Hosted by best-selling author, Stephen Mansfield, you're listening to the Derek Prince Legacy Radio podcast.

Description

Derek looks at the courage and faith of Rahab the prostitute in her obedience to tie the scarlet cord in her window. She also convinced her family to come stay in her house in order to be saved. Though she came from a life of darkness, her faith became an example for New Testament writers, and her life was changed in such a great way that her name appears in the lineage of David and Jesus.

You and Your Household

Transcript

I’ve been explaining that the salvation which God offers to humanity is a household salvation. Believe in the Lord Jesus, you will be saved, you and your household. The reason is that God has a deep love and concern for every family. God is the God of families. Every family takes its name ultimately from the fatherhood of God.

The scriptural key to this household salvation is the father in each family. In our previous studies we’ve looked at the examples of five men who brought their families into this household salvation: the Philippian jailer, Noah, Joshua, Abraham and Job, although Job’s experience was in some respects different from that of the other four men.

(Source data)
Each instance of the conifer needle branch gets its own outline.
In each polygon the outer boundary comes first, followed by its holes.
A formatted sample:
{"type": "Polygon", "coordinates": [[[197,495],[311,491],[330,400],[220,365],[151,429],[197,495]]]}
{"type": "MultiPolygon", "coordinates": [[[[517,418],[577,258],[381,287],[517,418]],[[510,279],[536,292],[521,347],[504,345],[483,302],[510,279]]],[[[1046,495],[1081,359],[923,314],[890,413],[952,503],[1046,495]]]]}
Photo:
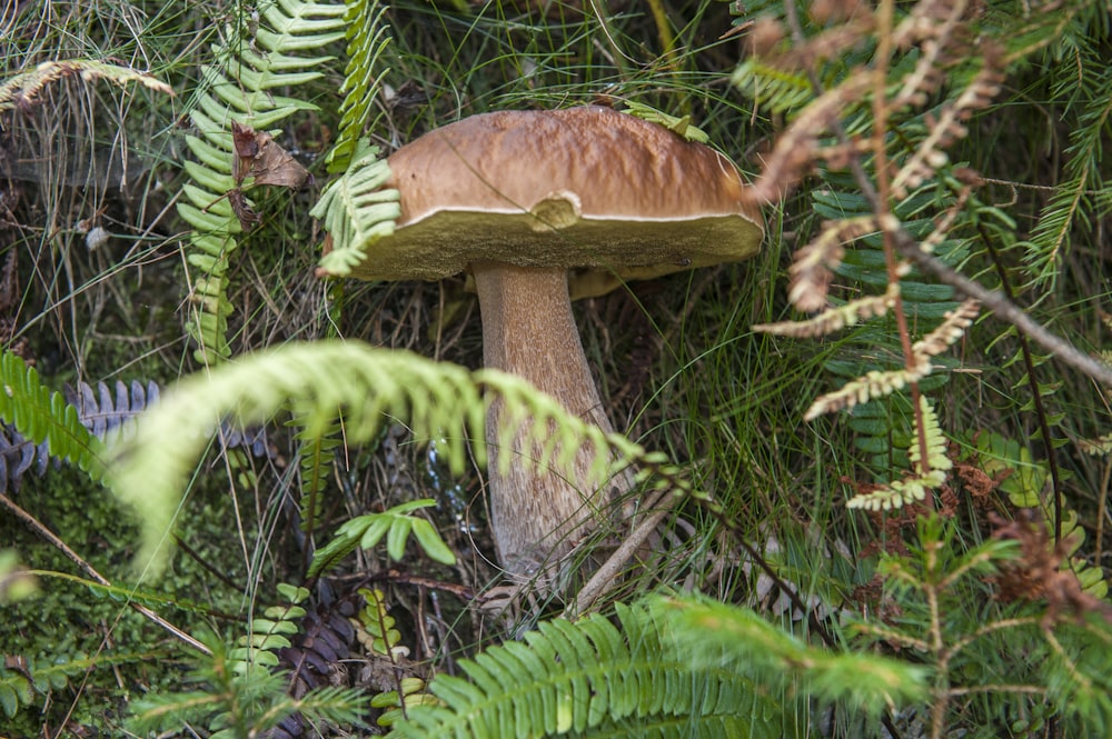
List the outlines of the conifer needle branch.
{"type": "Polygon", "coordinates": [[[954,288],[966,298],[980,300],[982,306],[992,311],[996,318],[1014,326],[1016,330],[1058,357],[1060,361],[1088,375],[1101,385],[1112,387],[1112,367],[1078,350],[1062,337],[1051,333],[1042,323],[1027,316],[1023,309],[1002,293],[990,290],[980,282],[951,269],[931,254],[924,253],[920,249],[919,242],[906,231],[900,230],[894,233],[894,237],[896,249],[901,256],[914,263],[915,267],[927,272],[943,284],[954,288]]]}

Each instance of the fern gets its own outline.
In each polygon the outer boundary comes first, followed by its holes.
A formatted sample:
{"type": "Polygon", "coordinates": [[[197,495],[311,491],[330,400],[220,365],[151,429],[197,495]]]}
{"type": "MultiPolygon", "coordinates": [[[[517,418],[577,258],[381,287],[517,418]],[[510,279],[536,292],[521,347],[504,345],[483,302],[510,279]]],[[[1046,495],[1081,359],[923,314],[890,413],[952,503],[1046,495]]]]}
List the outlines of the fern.
{"type": "Polygon", "coordinates": [[[211,657],[198,658],[199,690],[151,695],[132,703],[129,723],[138,733],[185,723],[207,726],[210,739],[249,739],[275,729],[285,719],[302,713],[316,720],[355,722],[366,707],[357,690],[319,688],[301,698],[286,695],[286,680],[268,670],[237,671],[239,662],[228,656],[216,638],[207,638],[211,657]]]}
{"type": "MultiPolygon", "coordinates": [[[[78,409],[39,381],[39,373],[4,350],[0,356],[0,419],[51,456],[69,459],[93,480],[103,475],[100,442],[89,433],[78,409]]],[[[43,452],[39,452],[40,456],[43,452]]]]}
{"type": "Polygon", "coordinates": [[[381,590],[363,588],[359,593],[367,600],[367,606],[359,613],[363,631],[361,641],[371,655],[379,655],[390,660],[394,666],[396,690],[381,692],[370,699],[374,708],[386,708],[378,717],[379,726],[393,726],[406,711],[418,706],[437,705],[436,698],[427,692],[427,682],[418,677],[401,677],[399,661],[409,656],[409,649],[401,645],[401,632],[395,627],[396,621],[389,615],[389,607],[381,590]]]}
{"type": "Polygon", "coordinates": [[[907,449],[913,472],[902,480],[893,480],[882,485],[868,493],[855,496],[846,502],[847,508],[864,508],[866,510],[890,510],[902,508],[926,498],[926,493],[941,487],[946,481],[946,472],[953,462],[946,456],[946,438],[939,428],[939,417],[925,396],[920,396],[920,413],[915,416],[914,442],[907,449]],[[922,419],[922,426],[920,426],[922,419]],[[927,458],[920,452],[920,439],[925,440],[927,458]]]}
{"type": "Polygon", "coordinates": [[[525,645],[509,642],[461,660],[467,679],[434,679],[429,690],[444,705],[414,708],[395,735],[590,736],[607,719],[629,731],[641,721],[672,717],[682,717],[691,730],[726,716],[747,725],[736,736],[782,736],[748,679],[721,668],[693,669],[685,657],[666,652],[664,635],[644,608],[619,607],[618,619],[620,628],[597,615],[543,622],[525,635],[525,645]]]}
{"type": "Polygon", "coordinates": [[[173,94],[173,90],[166,82],[129,67],[92,59],[44,61],[30,71],[21,72],[0,82],[0,112],[33,106],[36,96],[47,84],[75,74],[86,82],[108,80],[121,87],[129,82],[137,82],[157,92],[173,94]]]}
{"type": "Polygon", "coordinates": [[[870,709],[924,687],[914,667],[813,649],[748,611],[702,599],[619,605],[616,625],[600,615],[547,621],[525,642],[463,660],[466,680],[435,678],[429,690],[443,705],[411,709],[396,735],[782,737],[796,679],[870,709]]]}
{"type": "MultiPolygon", "coordinates": [[[[1109,121],[1112,120],[1112,68],[1094,50],[1079,52],[1076,73],[1064,82],[1074,94],[1083,96],[1076,122],[1065,149],[1065,181],[1056,188],[1039,214],[1039,222],[1025,244],[1024,262],[1030,288],[1051,290],[1063,250],[1074,229],[1089,229],[1112,208],[1112,192],[1105,186],[1101,162],[1109,121]],[[1080,80],[1079,80],[1080,78],[1080,80]]],[[[1072,106],[1071,106],[1072,107],[1072,106]]]]}
{"type": "Polygon", "coordinates": [[[297,416],[292,417],[287,426],[297,429],[295,439],[299,445],[297,460],[301,472],[298,486],[300,526],[302,531],[311,535],[316,531],[324,513],[325,490],[328,487],[331,466],[336,459],[336,449],[344,446],[340,438],[340,423],[337,420],[315,436],[305,433],[304,425],[297,416]]]}
{"type": "MultiPolygon", "coordinates": [[[[135,437],[113,445],[112,487],[142,522],[139,561],[151,560],[158,567],[165,563],[165,553],[158,553],[160,542],[189,470],[226,416],[241,425],[258,423],[289,403],[311,438],[321,435],[337,409],[342,409],[351,443],[373,438],[388,417],[406,418],[418,436],[443,439],[438,450],[458,475],[466,468],[468,439],[478,463],[485,463],[486,412],[498,397],[506,408],[499,442],[507,443],[523,427],[546,450],[538,467],[553,462],[567,469],[576,451],[586,446],[595,450],[586,483],[608,479],[615,465],[638,461],[644,476],[662,473],[662,487],[689,489],[659,456],[568,416],[524,380],[335,341],[290,343],[187,378],[140,418],[135,437]]],[[[510,462],[508,456],[503,459],[510,462]]]]}
{"type": "Polygon", "coordinates": [[[373,109],[383,79],[389,71],[379,69],[379,59],[390,42],[384,22],[386,8],[377,0],[349,2],[347,14],[348,64],[340,94],[340,130],[328,152],[328,171],[342,172],[357,157],[360,139],[374,128],[373,109]]]}
{"type": "Polygon", "coordinates": [[[331,243],[320,259],[320,271],[344,277],[365,261],[367,248],[394,232],[401,216],[400,194],[381,186],[390,177],[378,149],[361,144],[347,172],[321,196],[311,216],[324,221],[331,243]]]}
{"type": "MultiPolygon", "coordinates": [[[[117,381],[115,388],[105,382],[95,386],[78,382],[77,389],[67,386],[64,390],[67,402],[77,410],[81,425],[98,443],[131,432],[131,421],[156,403],[158,395],[158,385],[153,381],[143,385],[138,380],[132,380],[130,386],[117,381]]],[[[261,428],[240,430],[225,425],[221,427],[220,446],[226,451],[246,447],[255,457],[274,456],[266,430],[261,428]]],[[[4,492],[9,485],[18,490],[23,475],[31,469],[42,477],[51,459],[56,466],[61,461],[50,451],[48,440],[34,445],[14,427],[0,425],[0,492],[4,492]]]]}
{"type": "Polygon", "coordinates": [[[212,50],[222,63],[202,69],[190,112],[200,136],[186,137],[197,161],[185,164],[191,182],[183,186],[186,199],[178,206],[178,213],[193,229],[188,260],[197,270],[191,300],[198,310],[189,330],[200,343],[200,361],[231,354],[228,270],[244,230],[226,197],[238,186],[232,177],[237,152],[231,123],[265,130],[298,111],[316,110],[288,92],[322,76],[319,68],[331,58],[305,54],[344,38],[344,12],[340,4],[267,2],[260,7],[257,28],[241,19],[230,29],[229,39],[212,50]],[[276,94],[277,89],[287,94],[276,94]]]}
{"type": "Polygon", "coordinates": [[[421,550],[431,559],[445,565],[455,565],[456,556],[437,533],[433,525],[410,511],[435,506],[430,498],[411,500],[385,510],[381,513],[357,516],[345,522],[337,531],[336,538],[317,550],[309,566],[308,577],[314,578],[332,567],[338,560],[347,557],[357,547],[371,549],[386,538],[386,553],[396,562],[400,562],[406,550],[406,542],[413,533],[421,550]]]}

#### GOAL 1
Decide whether each statement agrees with the podcast excerpt on household salvation, answering yes or no and quoting the exact words that settle it. (a) Rahab persuaded her family to stay in her house. (b) The earlier studies covered the examples of six men. (c) The speaker calls the mother in each family the scriptural key to household salvation.
#### GOAL 2
Write the next part of the podcast excerpt on household salvation, picking up after its final sentence.

#### TASK RESPONSE 1
(a) Yes: "She also convinced her family to come stay in her house in order to be saved."
(b) No: "we’ve looked at the examples of five men"
(c) No: "The scriptural key to this household salvation is the father in each family."

#### TASK RESPONSE 2
Today I’ll be sharing out of the story of a woman, a woman without a husband, and yet her faith brought salvation to her entire household. Her name was Rahab. Now, we need to just glance briefly at the background of Rahab’s story. Joshua and the armies of Israel were encamped on the east side of the Jordan River, ready to advance across and move in and conquer the land of Canaan. The first city, on their way, which they had to conquer, was the city of Jericho. Jericho was a walled city that was strongly fortified and God had a special plan by which the Israelites would be able to conquer Jericho. But before the whole army moved in, Joshua sent two men ahead as spies to get inside Jericho and spy out the city and see what it’s defenses were, and so on. So Joshua sent these two spies across the Jordan and into the city of Jericho.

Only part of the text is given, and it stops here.